# Avery-Cuban clash on contract



## Tersk (Apr 9, 2004)

> Are the Mavericks and Avery Johnson headed for a quickie divorce because of a contract dispute? Don't count on it.
> 
> But some doubt has crept into the equation.
> 
> ...


Courtesy of Dwain Price at the Fort Worth Star Telegram.

Doesn't sound promising (although not bad). I don't understand this sometimes, Cuban has been willing to pay millions in luxury tax for players who are terrible; Shawn Bradley, Evan Eschmeyer, Tariq Abdul Wahad, Jon Steffanson (the list goes on), yet when it comes to _important _use of the money, such as resigning the COY, he seems to be reserved about his money.

Is the source of Cubans money dwindling? All the fines he has been racking up (which he then pays to chairty), could they be taking a toll? Looking at some free agent moves Mike James didn't sign here because we only offered three years and Adrian Griffin went to Chicago because they offered three years (us only 2). Is Cuban becoming less-willing to spend so much money?

I hope not..


----------



## t1no (Jul 10, 2005)

Well... even though i don't like Avery much but the Mavericks are not rebuidling so a new coach, new system and new relationships are bad things for the Mavericks right now.


----------



## Saint Baller (May 3, 2006)

Cubes, dont be an idiot, sign him for 5 million a year and get it over with


----------



## VeN (May 10, 2005)

yea really, whats he waiting for, Larry Brown?! -_-


----------



## Saint Baller (May 3, 2006)

Hmm Larry Brown as an Asst Coach would be nice


----------



## t1no (Jul 10, 2005)

M F F L said:


> Hmm Larry Brown as an Asst Coach would be nice


no way, ego ego ego.


----------



## xray (Feb 21, 2005)

Could it be that the market's recent swoon affected Cuban's net worth? Would that explain his recent "tightwadedness"?

I saw my brokerage account take a 10% hit, but you would think Cube's a little more diversified. :boohoo:


----------



## StackAttack (Mar 15, 2006)

Avery deserves more than even Dirk. This is so stupid. Avery can't leave!


----------



## Dre (Jun 20, 2003)

This is overblown, once it gets closer and people start sweating, this will get worked out.


----------



## StackAttack (Mar 15, 2006)

DallasBasketball.com contacted Cuban this morning and he apparently said the entire story in the Telegram was made up. There are no tensions, it's being blown way out of proportion, according to Cuban, who responded to DB.com immediately even though the Telegram stated that he declined to comment to them.

Your tasks:
**a.** In the forum thread, why did Adrian Griffin go to Chicago?
**b.** Reproduce the forum thread word for word between "Courtesy of Dwain" and "so much money?", inclusive.

Excerpted records:
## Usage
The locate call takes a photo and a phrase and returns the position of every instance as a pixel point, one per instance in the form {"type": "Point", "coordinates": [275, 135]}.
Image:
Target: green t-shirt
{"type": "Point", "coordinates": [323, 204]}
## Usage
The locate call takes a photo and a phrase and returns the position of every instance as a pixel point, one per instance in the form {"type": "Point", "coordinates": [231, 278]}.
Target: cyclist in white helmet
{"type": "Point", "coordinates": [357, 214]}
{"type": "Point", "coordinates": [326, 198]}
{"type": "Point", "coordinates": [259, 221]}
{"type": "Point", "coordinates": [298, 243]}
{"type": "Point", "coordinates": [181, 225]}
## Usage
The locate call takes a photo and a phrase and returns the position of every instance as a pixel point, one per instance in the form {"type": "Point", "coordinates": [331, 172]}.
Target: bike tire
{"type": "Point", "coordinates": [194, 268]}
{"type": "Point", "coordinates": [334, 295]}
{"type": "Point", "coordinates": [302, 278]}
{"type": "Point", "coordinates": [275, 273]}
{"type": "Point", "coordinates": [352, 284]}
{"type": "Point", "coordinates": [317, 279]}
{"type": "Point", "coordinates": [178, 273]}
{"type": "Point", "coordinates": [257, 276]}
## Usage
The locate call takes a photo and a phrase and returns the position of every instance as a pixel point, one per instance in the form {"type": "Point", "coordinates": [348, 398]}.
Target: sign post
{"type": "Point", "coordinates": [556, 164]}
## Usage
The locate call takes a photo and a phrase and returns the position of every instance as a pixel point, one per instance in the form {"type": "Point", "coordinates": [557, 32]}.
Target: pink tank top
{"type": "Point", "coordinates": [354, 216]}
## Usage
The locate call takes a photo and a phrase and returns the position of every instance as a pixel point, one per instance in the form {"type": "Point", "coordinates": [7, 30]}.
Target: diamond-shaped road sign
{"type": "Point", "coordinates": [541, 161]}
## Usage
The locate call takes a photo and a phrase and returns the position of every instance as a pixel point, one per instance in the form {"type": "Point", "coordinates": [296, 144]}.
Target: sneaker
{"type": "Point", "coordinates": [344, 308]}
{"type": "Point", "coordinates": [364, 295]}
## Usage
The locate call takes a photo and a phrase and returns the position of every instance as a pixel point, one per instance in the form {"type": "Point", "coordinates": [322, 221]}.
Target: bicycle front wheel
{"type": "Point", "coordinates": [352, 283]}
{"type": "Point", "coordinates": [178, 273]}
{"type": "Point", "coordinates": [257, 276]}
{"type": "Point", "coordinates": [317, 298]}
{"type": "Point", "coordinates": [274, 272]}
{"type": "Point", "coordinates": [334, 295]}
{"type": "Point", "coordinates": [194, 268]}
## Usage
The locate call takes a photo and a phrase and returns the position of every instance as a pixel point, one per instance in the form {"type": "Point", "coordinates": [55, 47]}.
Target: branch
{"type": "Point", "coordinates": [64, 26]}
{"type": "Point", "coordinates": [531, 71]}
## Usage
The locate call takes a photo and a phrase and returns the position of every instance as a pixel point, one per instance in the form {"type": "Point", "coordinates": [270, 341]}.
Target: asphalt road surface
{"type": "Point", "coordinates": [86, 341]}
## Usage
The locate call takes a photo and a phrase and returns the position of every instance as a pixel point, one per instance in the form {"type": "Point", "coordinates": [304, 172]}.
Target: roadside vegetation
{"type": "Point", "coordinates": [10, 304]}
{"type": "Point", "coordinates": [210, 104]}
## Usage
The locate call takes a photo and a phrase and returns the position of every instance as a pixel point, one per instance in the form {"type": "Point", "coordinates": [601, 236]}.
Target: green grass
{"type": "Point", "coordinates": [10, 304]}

Final results:
**a.** Chicago offered him three years, while Dallas offered only two.

**b.**
Courtesy of Dwain Price at the Fort Worth Star Telegram.

Doesn't sound promising (although not bad). I don't understand this sometimes, Cuban has been willing to pay millions in luxury tax for players who are terrible; Shawn Bradley, Evan Eschmeyer, Tariq Abdul Wahad, Jon Steffanson (the list goes on), yet when it comes to _important _use of the money, such as resigning the COY, he seems to be reserved about his money.

Is the source of Cubans money dwindling? All the fines he has been racking up (which he then pays to chairty), could they be taking a toll? Looking at some free agent moves Mike James didn't sign here because we only offered three years and Adrian Griffin went to Chicago because they offered three years (us only 2). Is Cuban becoming less-willing to spend so much money?